[[ Extracted material, beginning ]]
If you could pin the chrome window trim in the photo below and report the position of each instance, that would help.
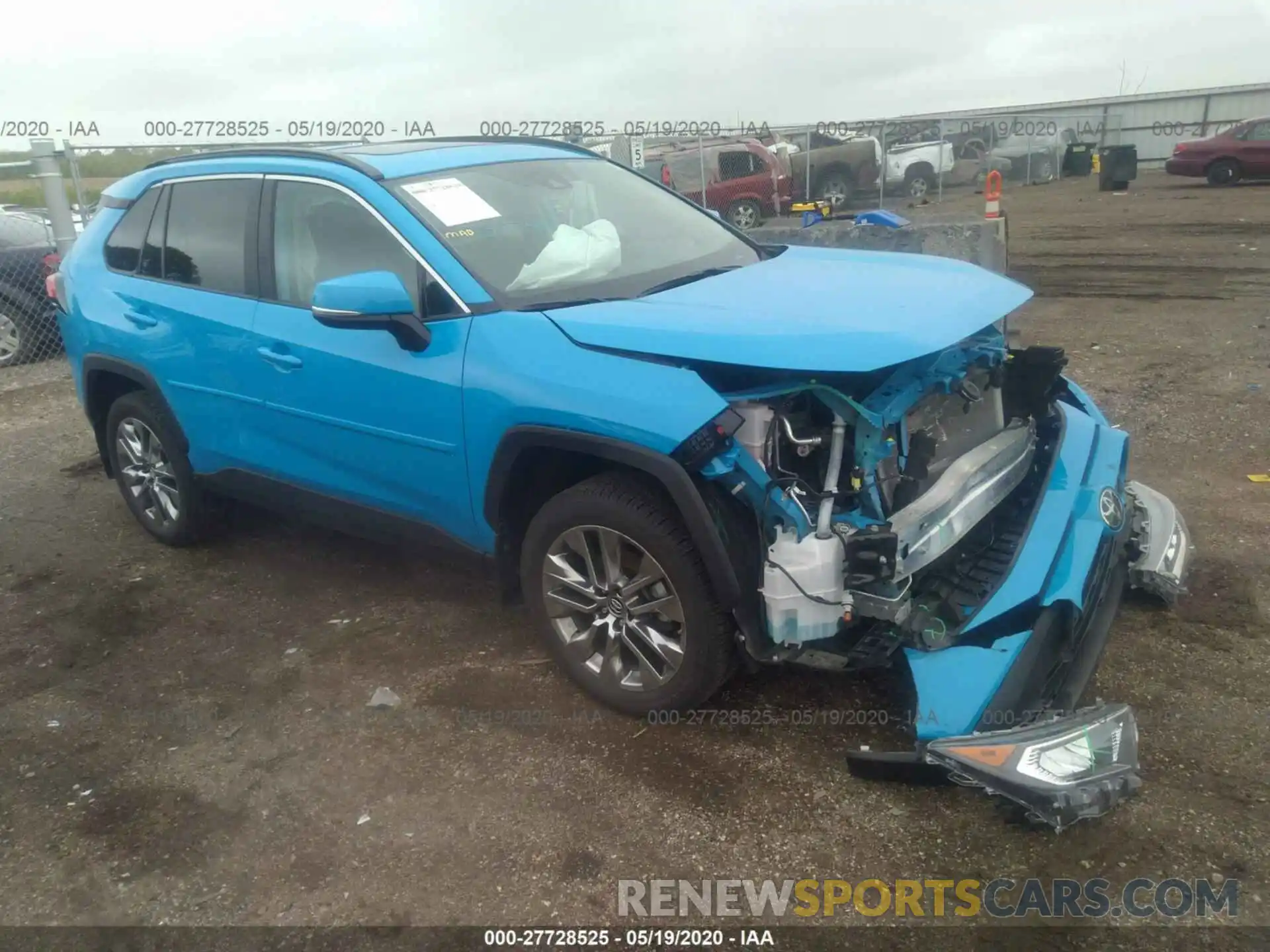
(411, 249)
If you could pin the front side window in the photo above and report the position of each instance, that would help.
(320, 233)
(208, 225)
(124, 247)
(560, 231)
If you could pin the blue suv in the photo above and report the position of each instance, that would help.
(686, 451)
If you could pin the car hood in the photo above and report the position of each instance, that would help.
(808, 309)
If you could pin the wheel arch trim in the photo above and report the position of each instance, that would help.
(95, 365)
(672, 477)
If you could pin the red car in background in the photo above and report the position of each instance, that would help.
(745, 182)
(1240, 153)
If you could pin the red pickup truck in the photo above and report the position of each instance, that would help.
(745, 182)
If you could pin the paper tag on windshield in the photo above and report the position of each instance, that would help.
(451, 201)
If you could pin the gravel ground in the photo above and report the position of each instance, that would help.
(185, 734)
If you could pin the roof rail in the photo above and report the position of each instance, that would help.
(282, 151)
(476, 141)
(512, 140)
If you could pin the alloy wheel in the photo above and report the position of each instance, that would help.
(745, 216)
(9, 339)
(614, 607)
(148, 473)
(835, 192)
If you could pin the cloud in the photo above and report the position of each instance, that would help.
(458, 63)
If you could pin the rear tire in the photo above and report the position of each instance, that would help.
(920, 182)
(605, 629)
(153, 473)
(1224, 172)
(745, 215)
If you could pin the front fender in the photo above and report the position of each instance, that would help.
(521, 370)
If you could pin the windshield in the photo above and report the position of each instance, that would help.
(564, 231)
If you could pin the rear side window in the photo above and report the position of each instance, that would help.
(321, 234)
(124, 247)
(208, 225)
(738, 165)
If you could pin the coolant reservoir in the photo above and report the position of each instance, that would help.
(753, 432)
(816, 564)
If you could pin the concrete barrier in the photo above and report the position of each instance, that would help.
(976, 240)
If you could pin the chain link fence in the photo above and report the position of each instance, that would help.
(30, 253)
(746, 175)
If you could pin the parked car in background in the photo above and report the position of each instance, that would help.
(1240, 153)
(1034, 158)
(28, 319)
(915, 169)
(745, 182)
(840, 167)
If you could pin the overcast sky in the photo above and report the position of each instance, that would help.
(461, 61)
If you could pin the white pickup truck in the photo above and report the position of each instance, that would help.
(913, 169)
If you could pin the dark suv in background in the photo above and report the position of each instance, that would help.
(28, 317)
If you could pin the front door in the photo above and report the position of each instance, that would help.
(353, 415)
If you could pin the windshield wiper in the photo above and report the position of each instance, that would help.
(687, 280)
(568, 302)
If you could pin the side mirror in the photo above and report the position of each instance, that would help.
(371, 301)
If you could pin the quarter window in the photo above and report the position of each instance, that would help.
(208, 225)
(738, 165)
(151, 252)
(124, 247)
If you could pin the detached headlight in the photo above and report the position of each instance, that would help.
(1062, 771)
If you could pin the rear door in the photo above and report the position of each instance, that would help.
(185, 303)
(1255, 149)
(352, 414)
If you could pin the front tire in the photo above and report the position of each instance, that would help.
(620, 593)
(151, 471)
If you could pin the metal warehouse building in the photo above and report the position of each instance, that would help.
(1154, 122)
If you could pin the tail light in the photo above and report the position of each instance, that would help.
(54, 280)
(51, 263)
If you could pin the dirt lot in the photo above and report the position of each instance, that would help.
(185, 734)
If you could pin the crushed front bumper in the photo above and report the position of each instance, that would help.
(1161, 542)
(1021, 663)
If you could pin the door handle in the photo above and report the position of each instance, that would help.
(287, 362)
(140, 320)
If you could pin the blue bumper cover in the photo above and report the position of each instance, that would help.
(1064, 587)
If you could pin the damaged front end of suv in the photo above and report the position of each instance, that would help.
(964, 514)
(898, 488)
[[ Extracted material, end ]]
(About this task): The data above must be given back verbatim, minus its images.

(Exercise answer):
If you could pin the chrome window trim in the photo below and report the position of each instance, that would help.
(411, 249)
If you could pin the front side window in the photo above and report the position of each instance, that would help.
(320, 233)
(208, 225)
(124, 247)
(560, 231)
If you could pin the blue suv in the photo above and report the position of each instance, that would help.
(686, 451)
If you could pin the car hood in the photo above and report the position of each instance, that would help.
(808, 309)
If you could pin the wheel arch trim in the photo above and report the position of each instance, that would help.
(95, 365)
(672, 477)
If you could pin the red car in background in the photo above and report the position of each instance, that would help.
(745, 182)
(1240, 153)
If you could pin the red pickup truck in the photo above and report the position of each instance, that would help.
(745, 182)
If you could pin the paper tag on windshield in the photo above and report the position of each instance, that would help.
(451, 201)
If you could pin the gravel ground in the photo above and report the position of each instance, that would help.
(185, 734)
If you could pin the roof rail in the photo above and report the position of each instance, that would help.
(282, 151)
(476, 141)
(512, 140)
If you could pin the alloy wheel in the photo above and report the position of each instance, that would help.
(745, 216)
(9, 339)
(614, 607)
(148, 473)
(835, 192)
If you could pin the cloud in the photo above and report the position of each instance, that would help.
(458, 63)
If you could pin the rear tire in the photo above and report the position of each instance, that would help.
(920, 182)
(605, 629)
(153, 473)
(1224, 172)
(745, 215)
If you could pin the front fender in the photo above and report the position of each instance, that would help.
(521, 370)
If you could pin the windshield in the photo above and report the position of each instance, that would help.
(564, 231)
If you could pin the rear side window in the photo above and report the position of each instance, that would help.
(321, 234)
(124, 247)
(208, 225)
(738, 165)
If you could pin the coolant reservoir in the photo above and report the position of each instance, that would help.
(753, 432)
(816, 564)
If you could pin the concrete barrier in the photo above and report the position of each instance, that would help.
(976, 240)
If you could pin the chain link fence in the photo above and report the position of each instance, that would help.
(30, 253)
(746, 175)
If you could pin the parked car in background in the photo above and report the position of each instance, that would help.
(1240, 153)
(1034, 158)
(28, 319)
(915, 169)
(745, 182)
(840, 167)
If you could pin the overcast sky in the photo above and report the position of each instance, that would help.
(461, 61)
If you could pin the white pickup truck in the photo above and report the position of each instance, that would help.
(913, 169)
If you could pin the dark suv in background in the photo above and report the position of each instance, that would help.
(28, 317)
If you could pin the front door in the photo above and report the position of each instance, that would help.
(353, 415)
If you could pin the windshield wiper in the photo above and report the position of each instance, that would help.
(687, 280)
(568, 302)
If you could pin the side mirror in the photo above and report the position of each instance, that would help.
(371, 301)
If you could pin the quarter window in the photo above and report the position of each instance, that would help.
(208, 225)
(738, 165)
(151, 252)
(124, 247)
If you could pin the detached headlight in the photo above and report the position of each instance, that would help.
(1062, 771)
If you could pin the rear door in the photo above and report the position of each instance, that would help.
(185, 303)
(1255, 149)
(352, 414)
If you could pin the front tire in the photo above and report the position of each instance, that would help.
(620, 593)
(151, 471)
If you could pin the metal warehouse building in the photo above and report the position of each instance, that would help.
(1154, 122)
If you could pin the tail light in the photo above and report the position of each instance, that would help.
(54, 280)
(51, 263)
If you could pin the dirt lot in the photo above and report the position of each instance, that would help.
(185, 734)
If you could pin the crushed front bumper in the photo above and report the position of each instance, that would help.
(1161, 542)
(1021, 663)
If you could pin the door handle in the photo above and report the position of each instance, that would help.
(287, 362)
(140, 320)
If you could pin the blue bumper cover in the photo above and report the position of each instance, that would help.
(1064, 587)
If you could pin the damaged front end of suv in the photo above and report the position of each instance, that would help.
(964, 514)
(898, 488)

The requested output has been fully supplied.